Task instructions: Write the next part of the essay on animal rights in a survival scenario, continuing from its last sentence.
[Document segment — start]
1) If we follow our animal rights beliefs (for example, don't breed horses to ride around on, don't eat animals, etc.), will we die? If not, will we be inconvenienced in any way? How will we be inconvenienced?
2) How much do we care about animal rights? How much do we care about ourselves, our own well-being and happiness, our lives? Which is more important? Are the two things equal?
3) What will we be willing to do once our survival instincts kick in?

As you can see, it's no easy question to answer. It demands a different answer for each different situation.
Let's use an example situation, just so I can show you how I think you should run this through your head when thinking about your own situation.
Erm, how about we talk about what would happen to me if the global food market and economy collapsed? And, just for the fun of it, let's pretend that this would happen on December the 21.
Well, first of all, super-markets would either close down or become rather empty. People would rush to the stores, grabbing every last can of beans, jar of peanut butter, and loaf of bread. Thankfully for my family, it wouldn't be so bad, because we are going to make sure to stock up on non-perishable food supplies today-- just in case. Still, though, we wouldn't have much time to sit around thinking about what to do.
The trees in my neighbourhood would probably come down, much to the dismay of local wildlife. Not all of them, but a lot of them. So many of them, in fact, that I would describe it as a breach of the animal-rights ethic. The trees are homes of many creatures, after all. We would need firewood to burn for heat in our houses, and remember, the stores probably wouldn't be very helpful in providing anything anymore if there was no more global economy. A lot of people would cram into one house, leaving many houses empty, and, therefore, unheated, which would help a little bit with saving trees.
I would be forced to confront the problem of what to eat. Like I said, we'll be stocking up on enough supplies that I could eat for a while, but then what? Would I take what I could get, regardless of its ingredients, or not? From a philosophical  standpoint, I should try my very best to keep my vegan diet, no matter what, because I don't want to kill animals. But if we somehow came across a cow or hen or some other creature and brought her into our house, I would possibly eat her eggs and/or milk to survive. However, I would not eat the animal's flesh or that of a wild animal, for I feel that doing so would reduce me to a sort of savage. In case of imminent death by starvation, however, who knows what I would do? How can I make that sort of decision now, sitting in front of my computer with relatively little worries? In the survivalist realm of nature, animals frequently eat each other for survival. Humans have been known to become cannibals when faced with the choice between death and eating each other. That doesn't mean we should become cannibals in modern-day society, nor should we stop being vegans in our current lives, but in a survivalist world, there is a lot more moral ambiguity-- an "anything goes" ethic.
[Document segment — finish]
[Records provided — start]
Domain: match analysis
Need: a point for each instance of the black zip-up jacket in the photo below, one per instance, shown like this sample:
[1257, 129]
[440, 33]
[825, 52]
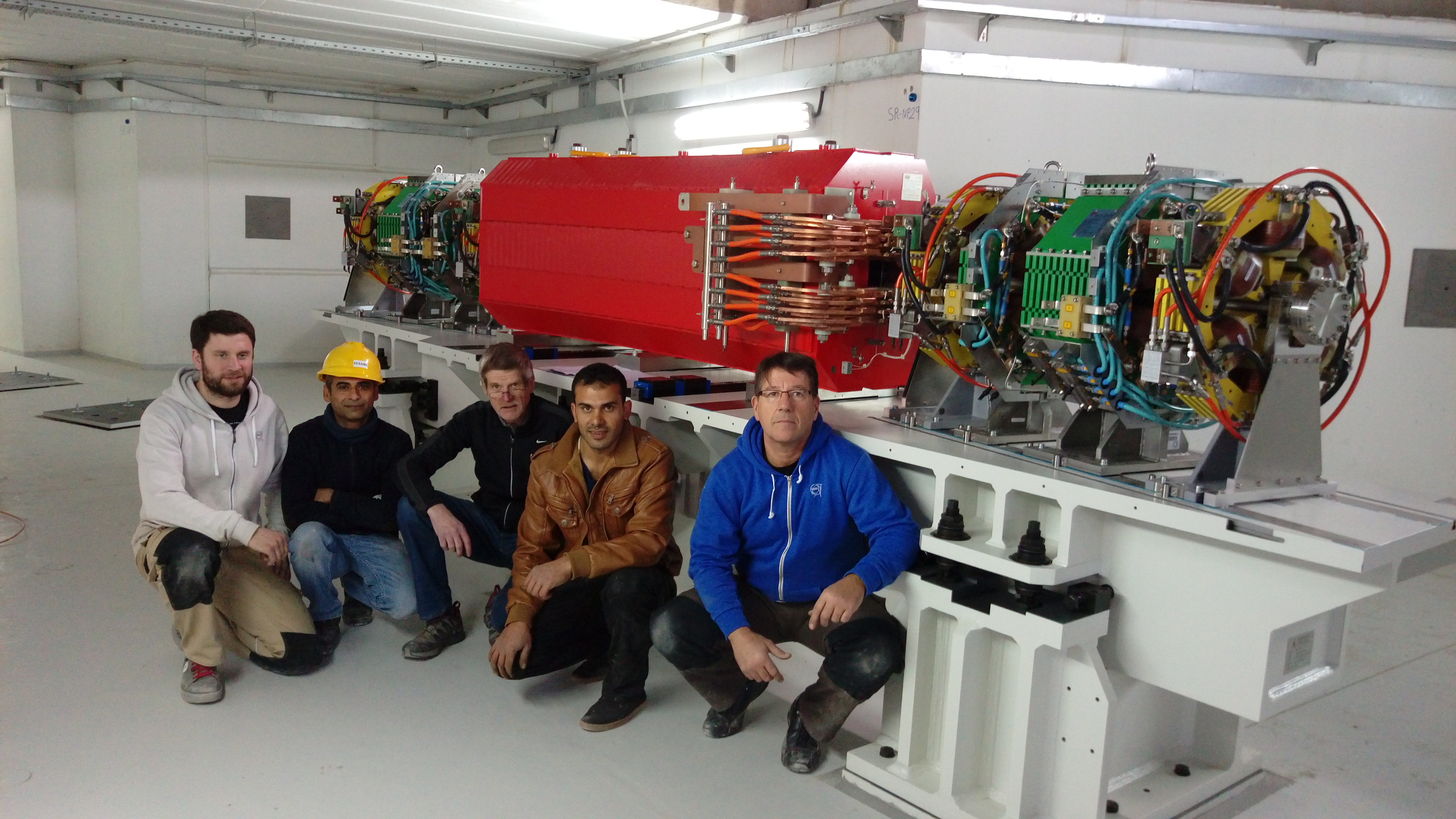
[Records provided — finish]
Task answer:
For horse-back riding as a method of transportation, I would first and foremost try to avoid it. If I couldn't, however, I would opt to look for a rescue horse or pony. And, again, if things got so bad that I had to buy one from a breeder-- heck, if things got so bad that I had to steal one from a breeder-- who knows what I would do? I don't want to admit it, but I would probably do whatever I had to to survive. It's called survival instincts, you know.
What would you do if civilization collapsed, readers?
Regardless of what you would do in an extreme situation, I urge you to remember that we aren't living in a survivalist era (yet), so you have no excuse to break the ethic of animal rights for now. This is just to get you thinking about it in case of civilization's collapse, or, perhaps, just for the intellectual stimulation of philosophizing on the finer points of animal rights. It can also strengthen your current resolve over animal rights-- when you decide for yourself how far your beliefs into animal rights go, you'll be less likely to break them later on. Decide now on how far you'll go with it, and be spared the pain of uncertainty later.